Task instructions – Every line that contains the word "below" is to be copied from the listing.

Stored data –
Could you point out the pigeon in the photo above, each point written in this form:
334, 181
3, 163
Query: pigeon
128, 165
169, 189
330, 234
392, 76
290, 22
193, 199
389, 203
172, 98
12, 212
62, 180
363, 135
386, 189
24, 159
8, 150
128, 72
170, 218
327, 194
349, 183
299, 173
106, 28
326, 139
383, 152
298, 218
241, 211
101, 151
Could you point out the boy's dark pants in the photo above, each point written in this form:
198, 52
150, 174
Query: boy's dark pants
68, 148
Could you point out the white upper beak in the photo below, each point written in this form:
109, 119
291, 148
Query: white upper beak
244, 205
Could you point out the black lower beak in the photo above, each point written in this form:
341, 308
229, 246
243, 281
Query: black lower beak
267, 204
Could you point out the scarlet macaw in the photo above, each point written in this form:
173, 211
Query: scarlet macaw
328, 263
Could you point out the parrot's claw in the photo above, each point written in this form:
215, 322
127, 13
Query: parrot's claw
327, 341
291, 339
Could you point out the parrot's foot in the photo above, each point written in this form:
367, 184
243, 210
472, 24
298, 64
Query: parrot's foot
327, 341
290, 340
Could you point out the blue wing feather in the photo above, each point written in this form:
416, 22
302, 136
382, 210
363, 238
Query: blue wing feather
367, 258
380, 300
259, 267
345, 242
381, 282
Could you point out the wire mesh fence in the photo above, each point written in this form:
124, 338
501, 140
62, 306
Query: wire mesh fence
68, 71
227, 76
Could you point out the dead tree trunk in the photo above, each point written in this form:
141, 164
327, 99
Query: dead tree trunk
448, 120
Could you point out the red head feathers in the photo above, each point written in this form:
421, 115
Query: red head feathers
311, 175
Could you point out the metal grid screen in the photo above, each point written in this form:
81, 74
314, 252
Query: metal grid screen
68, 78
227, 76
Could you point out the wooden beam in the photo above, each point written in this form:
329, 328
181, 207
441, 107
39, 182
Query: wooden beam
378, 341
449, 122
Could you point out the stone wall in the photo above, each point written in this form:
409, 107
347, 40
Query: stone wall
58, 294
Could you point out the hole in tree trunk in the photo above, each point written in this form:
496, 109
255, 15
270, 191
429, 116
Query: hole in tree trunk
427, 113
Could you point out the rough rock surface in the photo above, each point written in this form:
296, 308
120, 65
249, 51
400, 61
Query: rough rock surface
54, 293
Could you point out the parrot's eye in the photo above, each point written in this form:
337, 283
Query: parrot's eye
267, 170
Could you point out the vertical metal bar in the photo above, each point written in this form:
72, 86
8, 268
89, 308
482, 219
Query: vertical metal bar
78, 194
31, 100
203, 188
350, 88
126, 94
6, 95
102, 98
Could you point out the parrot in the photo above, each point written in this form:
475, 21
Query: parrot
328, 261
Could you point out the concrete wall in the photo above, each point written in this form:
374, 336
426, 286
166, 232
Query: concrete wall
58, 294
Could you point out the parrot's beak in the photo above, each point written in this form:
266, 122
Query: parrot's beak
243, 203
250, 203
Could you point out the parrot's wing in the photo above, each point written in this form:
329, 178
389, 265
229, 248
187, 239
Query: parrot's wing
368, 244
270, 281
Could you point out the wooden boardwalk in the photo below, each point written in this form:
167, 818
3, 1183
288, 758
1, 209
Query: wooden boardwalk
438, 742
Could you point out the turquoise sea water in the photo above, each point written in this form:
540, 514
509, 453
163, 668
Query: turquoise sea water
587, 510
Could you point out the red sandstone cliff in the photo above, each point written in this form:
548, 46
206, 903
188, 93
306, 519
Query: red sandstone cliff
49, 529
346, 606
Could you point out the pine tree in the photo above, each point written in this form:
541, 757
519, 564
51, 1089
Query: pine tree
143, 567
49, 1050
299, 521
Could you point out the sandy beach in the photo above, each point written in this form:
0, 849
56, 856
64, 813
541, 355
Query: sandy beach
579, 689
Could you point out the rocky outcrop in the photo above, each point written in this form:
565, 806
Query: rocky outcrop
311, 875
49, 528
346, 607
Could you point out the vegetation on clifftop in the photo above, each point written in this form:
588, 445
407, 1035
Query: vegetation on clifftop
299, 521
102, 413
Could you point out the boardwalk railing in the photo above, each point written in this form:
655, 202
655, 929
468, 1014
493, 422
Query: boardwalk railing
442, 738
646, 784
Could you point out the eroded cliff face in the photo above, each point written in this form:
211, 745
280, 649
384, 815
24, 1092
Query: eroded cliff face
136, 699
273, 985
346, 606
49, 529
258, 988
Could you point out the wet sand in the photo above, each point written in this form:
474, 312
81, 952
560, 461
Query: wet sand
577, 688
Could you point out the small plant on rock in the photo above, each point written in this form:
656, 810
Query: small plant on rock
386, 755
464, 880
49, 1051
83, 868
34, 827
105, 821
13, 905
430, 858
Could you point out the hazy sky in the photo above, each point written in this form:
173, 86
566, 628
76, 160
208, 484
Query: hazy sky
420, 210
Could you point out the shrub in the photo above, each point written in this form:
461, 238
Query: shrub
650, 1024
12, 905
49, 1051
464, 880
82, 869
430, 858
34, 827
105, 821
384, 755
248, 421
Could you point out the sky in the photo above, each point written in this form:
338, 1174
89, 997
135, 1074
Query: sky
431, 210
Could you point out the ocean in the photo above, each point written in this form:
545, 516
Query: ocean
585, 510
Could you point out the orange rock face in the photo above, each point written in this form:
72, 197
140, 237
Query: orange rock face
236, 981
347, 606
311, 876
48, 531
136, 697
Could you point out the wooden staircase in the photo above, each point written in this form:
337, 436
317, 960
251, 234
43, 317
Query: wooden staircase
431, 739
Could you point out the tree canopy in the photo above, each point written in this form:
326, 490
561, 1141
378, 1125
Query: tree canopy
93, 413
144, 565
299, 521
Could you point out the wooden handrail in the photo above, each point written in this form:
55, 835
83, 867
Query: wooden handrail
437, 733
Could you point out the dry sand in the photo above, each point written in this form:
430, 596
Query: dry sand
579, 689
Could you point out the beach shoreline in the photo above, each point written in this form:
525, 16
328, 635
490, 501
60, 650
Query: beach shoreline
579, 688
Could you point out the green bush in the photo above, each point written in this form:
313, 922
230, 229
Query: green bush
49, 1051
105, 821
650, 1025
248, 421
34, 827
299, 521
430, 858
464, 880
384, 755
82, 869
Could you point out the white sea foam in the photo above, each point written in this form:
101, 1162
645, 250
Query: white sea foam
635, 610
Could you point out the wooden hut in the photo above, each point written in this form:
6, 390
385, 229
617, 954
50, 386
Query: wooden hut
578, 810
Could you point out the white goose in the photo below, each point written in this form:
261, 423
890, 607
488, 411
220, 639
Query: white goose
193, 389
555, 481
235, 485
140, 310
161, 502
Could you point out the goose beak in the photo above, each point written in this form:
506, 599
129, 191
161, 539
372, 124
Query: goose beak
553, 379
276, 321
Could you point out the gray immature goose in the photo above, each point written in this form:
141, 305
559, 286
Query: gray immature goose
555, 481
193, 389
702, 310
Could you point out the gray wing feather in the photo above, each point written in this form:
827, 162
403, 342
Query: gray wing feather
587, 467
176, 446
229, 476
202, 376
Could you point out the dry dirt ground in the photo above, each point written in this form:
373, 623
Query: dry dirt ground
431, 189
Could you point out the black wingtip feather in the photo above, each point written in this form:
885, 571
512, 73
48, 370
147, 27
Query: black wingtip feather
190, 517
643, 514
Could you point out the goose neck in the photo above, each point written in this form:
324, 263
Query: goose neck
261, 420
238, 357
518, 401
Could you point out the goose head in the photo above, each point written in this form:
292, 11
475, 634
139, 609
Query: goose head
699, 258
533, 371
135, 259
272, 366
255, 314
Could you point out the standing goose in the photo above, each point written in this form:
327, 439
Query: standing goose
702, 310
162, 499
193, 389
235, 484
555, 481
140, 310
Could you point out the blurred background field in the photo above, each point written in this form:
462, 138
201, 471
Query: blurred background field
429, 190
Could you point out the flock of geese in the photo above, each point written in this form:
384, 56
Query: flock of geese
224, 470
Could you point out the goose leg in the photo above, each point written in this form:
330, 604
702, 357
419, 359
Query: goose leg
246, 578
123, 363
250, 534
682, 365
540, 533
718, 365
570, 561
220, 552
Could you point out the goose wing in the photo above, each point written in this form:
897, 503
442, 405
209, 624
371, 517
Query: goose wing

Problem solution –
Could you point out the white upper beak in the photo below, each point written in this form:
Could you point out the wooden boardwalk in the photo below, each point written in this form:
Could you point out the white goose in the photo below, each point written in this form:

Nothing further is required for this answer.